◆ Task description:
The reply must reproduce each line below exactly.

[Stored data entries]
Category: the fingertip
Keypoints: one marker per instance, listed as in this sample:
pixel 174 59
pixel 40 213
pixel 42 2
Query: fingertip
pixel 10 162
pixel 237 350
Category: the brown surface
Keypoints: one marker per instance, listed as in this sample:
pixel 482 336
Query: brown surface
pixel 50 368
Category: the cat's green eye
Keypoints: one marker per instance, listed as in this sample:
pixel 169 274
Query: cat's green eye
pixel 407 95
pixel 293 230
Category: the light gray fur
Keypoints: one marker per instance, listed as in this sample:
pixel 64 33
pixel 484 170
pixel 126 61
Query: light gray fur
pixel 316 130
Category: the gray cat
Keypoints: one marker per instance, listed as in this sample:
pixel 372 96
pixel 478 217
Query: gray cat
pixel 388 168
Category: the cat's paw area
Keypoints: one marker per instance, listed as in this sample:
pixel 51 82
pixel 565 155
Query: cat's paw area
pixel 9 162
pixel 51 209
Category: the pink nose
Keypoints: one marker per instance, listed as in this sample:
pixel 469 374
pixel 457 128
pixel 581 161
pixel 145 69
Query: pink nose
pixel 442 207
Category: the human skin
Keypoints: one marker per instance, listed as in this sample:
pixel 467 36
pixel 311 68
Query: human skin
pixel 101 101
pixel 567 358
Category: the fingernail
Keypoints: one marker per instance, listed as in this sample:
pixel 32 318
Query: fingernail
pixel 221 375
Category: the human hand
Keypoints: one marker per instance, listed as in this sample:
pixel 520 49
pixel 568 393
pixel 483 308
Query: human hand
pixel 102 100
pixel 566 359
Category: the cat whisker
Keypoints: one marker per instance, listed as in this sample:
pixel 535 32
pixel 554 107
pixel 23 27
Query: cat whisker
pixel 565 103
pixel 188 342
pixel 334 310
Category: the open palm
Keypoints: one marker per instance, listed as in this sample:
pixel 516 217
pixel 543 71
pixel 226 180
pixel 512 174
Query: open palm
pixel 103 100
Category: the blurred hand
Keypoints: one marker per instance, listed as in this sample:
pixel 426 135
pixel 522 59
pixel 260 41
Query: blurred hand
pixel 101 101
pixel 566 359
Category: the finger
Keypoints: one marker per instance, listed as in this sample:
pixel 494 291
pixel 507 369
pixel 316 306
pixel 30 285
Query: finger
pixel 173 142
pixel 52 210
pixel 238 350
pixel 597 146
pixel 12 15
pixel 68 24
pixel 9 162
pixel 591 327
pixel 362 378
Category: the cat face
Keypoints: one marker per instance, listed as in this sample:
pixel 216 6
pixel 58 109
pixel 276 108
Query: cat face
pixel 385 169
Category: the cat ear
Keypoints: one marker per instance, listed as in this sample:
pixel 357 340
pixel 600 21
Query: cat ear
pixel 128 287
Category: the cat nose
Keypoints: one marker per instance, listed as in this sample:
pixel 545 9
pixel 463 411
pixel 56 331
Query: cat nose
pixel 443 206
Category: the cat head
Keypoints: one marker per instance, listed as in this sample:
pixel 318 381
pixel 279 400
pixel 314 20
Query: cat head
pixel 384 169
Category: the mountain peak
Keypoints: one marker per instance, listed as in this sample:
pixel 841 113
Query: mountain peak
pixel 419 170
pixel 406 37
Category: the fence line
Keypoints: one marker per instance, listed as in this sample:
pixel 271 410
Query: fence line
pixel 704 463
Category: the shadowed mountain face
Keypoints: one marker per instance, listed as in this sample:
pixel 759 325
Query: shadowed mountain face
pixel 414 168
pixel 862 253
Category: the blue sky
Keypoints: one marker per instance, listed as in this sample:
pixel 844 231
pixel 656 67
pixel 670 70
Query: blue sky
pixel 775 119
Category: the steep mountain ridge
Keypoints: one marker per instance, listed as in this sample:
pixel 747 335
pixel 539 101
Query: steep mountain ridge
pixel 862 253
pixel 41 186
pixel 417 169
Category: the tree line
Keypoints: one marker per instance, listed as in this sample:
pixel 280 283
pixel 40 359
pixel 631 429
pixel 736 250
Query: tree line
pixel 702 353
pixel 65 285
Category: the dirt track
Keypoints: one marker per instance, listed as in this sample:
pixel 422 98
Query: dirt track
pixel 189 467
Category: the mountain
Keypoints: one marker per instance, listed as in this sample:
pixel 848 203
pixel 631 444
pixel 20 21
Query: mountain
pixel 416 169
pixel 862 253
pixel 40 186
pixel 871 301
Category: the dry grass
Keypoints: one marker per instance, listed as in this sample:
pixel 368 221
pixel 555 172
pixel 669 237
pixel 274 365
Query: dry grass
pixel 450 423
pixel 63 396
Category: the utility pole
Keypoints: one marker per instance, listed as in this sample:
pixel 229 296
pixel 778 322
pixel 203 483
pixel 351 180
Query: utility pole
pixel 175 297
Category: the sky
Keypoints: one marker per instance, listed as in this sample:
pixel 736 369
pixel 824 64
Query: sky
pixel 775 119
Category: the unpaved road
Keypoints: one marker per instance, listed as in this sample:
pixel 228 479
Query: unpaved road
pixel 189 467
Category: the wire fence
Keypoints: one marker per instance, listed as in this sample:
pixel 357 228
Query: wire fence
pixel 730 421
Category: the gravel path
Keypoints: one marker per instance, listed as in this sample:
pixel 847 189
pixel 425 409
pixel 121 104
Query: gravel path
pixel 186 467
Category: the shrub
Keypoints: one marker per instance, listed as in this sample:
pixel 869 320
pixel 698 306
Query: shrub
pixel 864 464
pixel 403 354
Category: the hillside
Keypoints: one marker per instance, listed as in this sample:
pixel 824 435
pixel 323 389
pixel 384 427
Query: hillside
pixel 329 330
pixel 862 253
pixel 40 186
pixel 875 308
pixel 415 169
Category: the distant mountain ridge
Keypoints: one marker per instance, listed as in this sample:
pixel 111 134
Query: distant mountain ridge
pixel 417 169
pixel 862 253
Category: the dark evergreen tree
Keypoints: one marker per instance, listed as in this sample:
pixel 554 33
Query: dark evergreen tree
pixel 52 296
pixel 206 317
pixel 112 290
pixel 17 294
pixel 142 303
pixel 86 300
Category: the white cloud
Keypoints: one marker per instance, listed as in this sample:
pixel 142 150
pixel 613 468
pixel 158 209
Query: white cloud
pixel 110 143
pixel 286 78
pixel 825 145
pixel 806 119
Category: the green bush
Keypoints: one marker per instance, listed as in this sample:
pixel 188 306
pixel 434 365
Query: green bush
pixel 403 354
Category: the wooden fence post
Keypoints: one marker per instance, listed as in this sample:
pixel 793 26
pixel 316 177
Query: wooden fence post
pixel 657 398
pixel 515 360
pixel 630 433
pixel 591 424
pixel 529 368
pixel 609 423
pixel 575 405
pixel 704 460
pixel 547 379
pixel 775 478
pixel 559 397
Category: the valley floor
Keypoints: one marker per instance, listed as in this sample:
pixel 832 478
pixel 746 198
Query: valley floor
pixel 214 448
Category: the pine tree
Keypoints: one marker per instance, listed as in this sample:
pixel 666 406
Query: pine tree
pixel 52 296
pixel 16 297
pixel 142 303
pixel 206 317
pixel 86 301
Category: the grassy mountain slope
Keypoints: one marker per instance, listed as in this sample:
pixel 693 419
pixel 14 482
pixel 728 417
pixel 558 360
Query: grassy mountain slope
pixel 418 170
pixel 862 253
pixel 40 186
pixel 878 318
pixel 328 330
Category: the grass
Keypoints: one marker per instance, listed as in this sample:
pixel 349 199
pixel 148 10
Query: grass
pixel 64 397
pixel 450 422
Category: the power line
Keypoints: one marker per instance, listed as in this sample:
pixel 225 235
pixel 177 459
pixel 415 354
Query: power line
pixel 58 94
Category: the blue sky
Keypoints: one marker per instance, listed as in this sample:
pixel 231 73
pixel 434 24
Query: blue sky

◆ Answer:
Category: the fingertip
Keypoints: one marker per instance, listed as in this sample:
pixel 174 59
pixel 40 213
pixel 42 2
Query: fingertip
pixel 10 162
pixel 237 350
Category: the brown surface
Keypoints: one marker per instance, listed as in this sample:
pixel 482 336
Query: brown surface
pixel 50 368
Category: the cat's green eye
Keypoints: one marker per instance, listed as in this sample:
pixel 169 274
Query: cat's green eye
pixel 407 95
pixel 293 230
Category: the light gray fur
Keypoints: one marker per instance, listed as in this sample:
pixel 64 33
pixel 484 170
pixel 126 61
Query: light gray fur
pixel 316 130
Category: the gray cat
Keypoints: one marker per instance, listed as in this sample:
pixel 372 96
pixel 478 217
Query: gray cat
pixel 388 168
Category: the cat's paw area
Keypoints: one marker per instance, listed as in this sample:
pixel 51 82
pixel 565 155
Query: cat's paw area
pixel 9 162
pixel 51 209
Category: the pink nose
Keypoints: one marker per instance, listed as in this sample:
pixel 469 374
pixel 457 128
pixel 581 161
pixel 145 69
Query: pink nose
pixel 442 207
Category: the human skin
Keypoints: one marker per instance, listed as in this sample:
pixel 467 36
pixel 311 68
Query: human skin
pixel 101 101
pixel 567 358
Category: the fingernail
Keypoints: one marker per instance, listed as in this sample:
pixel 32 318
Query: fingernail
pixel 221 375
Category: the human hand
Keypoints: one marker per instance, listed as in this sample:
pixel 520 49
pixel 568 393
pixel 483 308
Query: human hand
pixel 102 100
pixel 566 359
Category: the cat whisker
Keypoints: one marker per instance, listed as in this sample:
pixel 535 32
pixel 554 107
pixel 23 27
Query: cat whisker
pixel 565 103
pixel 188 342
pixel 334 310
Category: the open palm
Keypoints: one marker per instance, listed as in this sample:
pixel 516 217
pixel 543 71
pixel 226 180
pixel 512 174
Query: open palm
pixel 103 100
Category: the blurred hand
Keypoints: one marker per instance, listed as in this sample:
pixel 426 135
pixel 522 59
pixel 260 41
Query: blurred hand
pixel 101 101
pixel 566 359
Category: the finger
Keypoints: one marker per instance, listed as in this sample:
pixel 494 291
pixel 507 369
pixel 316 306
pixel 30 285
Query: finger
pixel 173 142
pixel 52 210
pixel 238 350
pixel 597 146
pixel 12 15
pixel 68 24
pixel 9 162
pixel 591 327
pixel 362 378
Category: the cat face
Keypoints: one marker per instance, listed as in this sample:
pixel 216 6
pixel 58 109
pixel 276 108
Query: cat face
pixel 385 169
Category: the cat ear
Keypoints: one marker per instance, listed as in this sample:
pixel 357 340
pixel 600 21
Query: cat ear
pixel 128 287
Category: the cat nose
Keypoints: one marker per instance, listed as in this sample:
pixel 545 9
pixel 463 411
pixel 56 331
Query: cat nose
pixel 443 206
Category: the cat head
Keypoints: one marker per instance, listed as in this sample:
pixel 318 381
pixel 279 400
pixel 314 20
Query: cat head
pixel 384 169
Category: the mountain peak
Keypoints: one marker per instance, listed as in this sample:
pixel 841 113
Query: mountain peak
pixel 419 170
pixel 406 37
Category: the fence line
Keypoints: one marker per instance, listed as in this sample:
pixel 271 410
Query: fence line
pixel 704 463
Category: the shadowed mountain face
Keypoints: one marker per instance, listed as in this sample:
pixel 759 325
Query: shadowed mountain face
pixel 414 168
pixel 862 253
Category: the blue sky
Keypoints: one marker per instance, listed as in this sample:
pixel 844 231
pixel 656 67
pixel 670 70
Query: blue sky
pixel 775 119
Category: the steep mountain ridge
Keypoints: one marker per instance, listed as in this sample:
pixel 747 335
pixel 539 101
Query: steep mountain ridge
pixel 862 253
pixel 41 186
pixel 417 169
Category: the tree line
Keypoints: one marker per instance, listed as in this sample:
pixel 280 283
pixel 40 359
pixel 631 429
pixel 736 250
Query: tree line
pixel 702 353
pixel 65 285
Category: the dirt track
Keypoints: one marker per instance, listed as in this sample:
pixel 422 98
Query: dirt track
pixel 189 467
Category: the mountain
Keypoints: one marker per instance, listed as in this sample:
pixel 848 203
pixel 631 444
pixel 20 21
Query: mountain
pixel 416 169
pixel 862 253
pixel 40 186
pixel 871 301
Category: the dry grass
Keypoints: one marker per instance, listed as in this sample:
pixel 368 221
pixel 555 172
pixel 669 237
pixel 274 365
Query: dry grass
pixel 450 423
pixel 63 396
Category: the utility pole
Keypoints: one marker per instance, listed as in this sample:
pixel 229 296
pixel 778 322
pixel 203 483
pixel 351 180
Query: utility pole
pixel 175 297
Category: the sky
Keypoints: one marker per instance, listed as in this sample:
pixel 736 369
pixel 824 64
Query: sky
pixel 775 119
Category: the unpaved road
Keypoints: one marker per instance, listed as in this sample:
pixel 228 479
Query: unpaved road
pixel 189 467
Category: the wire fence
Keypoints: one marker per instance, listed as in this sample:
pixel 357 228
Query: wire fence
pixel 730 421
Category: the gravel path
Keypoints: one marker per instance, listed as in this sample:
pixel 847 189
pixel 425 409
pixel 121 104
Query: gravel path
pixel 186 467
Category: the shrub
Keypoints: one marker per instance, listed as in this sample:
pixel 869 320
pixel 698 306
Query: shrub
pixel 864 464
pixel 403 354
Category: the hillside
Keypoints: one marker per instance, listed as in this sample:
pixel 824 435
pixel 323 389
pixel 384 427
Query: hillside
pixel 329 330
pixel 862 253
pixel 40 186
pixel 875 308
pixel 415 169
Category: the distant mountain ridge
Keypoints: one marker per instance, listed as in this sample:
pixel 111 134
Query: distant mountain ridge
pixel 417 169
pixel 862 253
Category: the dark evergreen tree
Keypoints: one marker per instance, listed as in this sample:
pixel 554 33
Query: dark evergreen tree
pixel 52 296
pixel 206 317
pixel 112 290
pixel 17 294
pixel 142 303
pixel 86 300
Category: the white cloud
Keypoints: one marker per instance, listed as in this sample:
pixel 142 150
pixel 613 468
pixel 158 209
Query: white cloud
pixel 110 143
pixel 286 78
pixel 825 145
pixel 806 119
Category: the green bush
Keypoints: one marker per instance, listed as in this sample:
pixel 188 306
pixel 434 365
Query: green bush
pixel 403 354
Category: the wooden fence post
Keypoints: one marker per instance, listed as in this sample:
pixel 793 26
pixel 316 177
Query: wooden fence post
pixel 657 398
pixel 515 360
pixel 630 433
pixel 591 424
pixel 529 368
pixel 609 423
pixel 575 405
pixel 704 460
pixel 547 379
pixel 775 478
pixel 559 397
Category: the valley floor
Keypoints: one marker per instance, listed as in this sample:
pixel 832 478
pixel 746 198
Query: valley floor
pixel 214 448
Category: the pine tree
Keypoints: one marker per instance, listed as in this sample:
pixel 666 406
Query: pine tree
pixel 52 296
pixel 16 297
pixel 142 303
pixel 206 317
pixel 86 301
Category: the grassy mountain slope
Keypoints: one marker per instance, listed as in this sample:
pixel 693 419
pixel 14 482
pixel 728 417
pixel 558 360
Query: grassy mountain slope
pixel 418 170
pixel 862 253
pixel 40 186
pixel 878 318
pixel 328 330
Category: the grass
Keypoints: one marker per instance, listed as in this sample:
pixel 349 199
pixel 148 10
Query: grass
pixel 64 397
pixel 450 422
Category: the power line
Keypoints: one marker per instance, listed as in this sample:
pixel 225 235
pixel 177 459
pixel 415 354
Query: power line
pixel 58 94
Category: the blue sky
Keypoints: one marker per instance, listed as in this sample:
pixel 231 73
pixel 434 24
Query: blue sky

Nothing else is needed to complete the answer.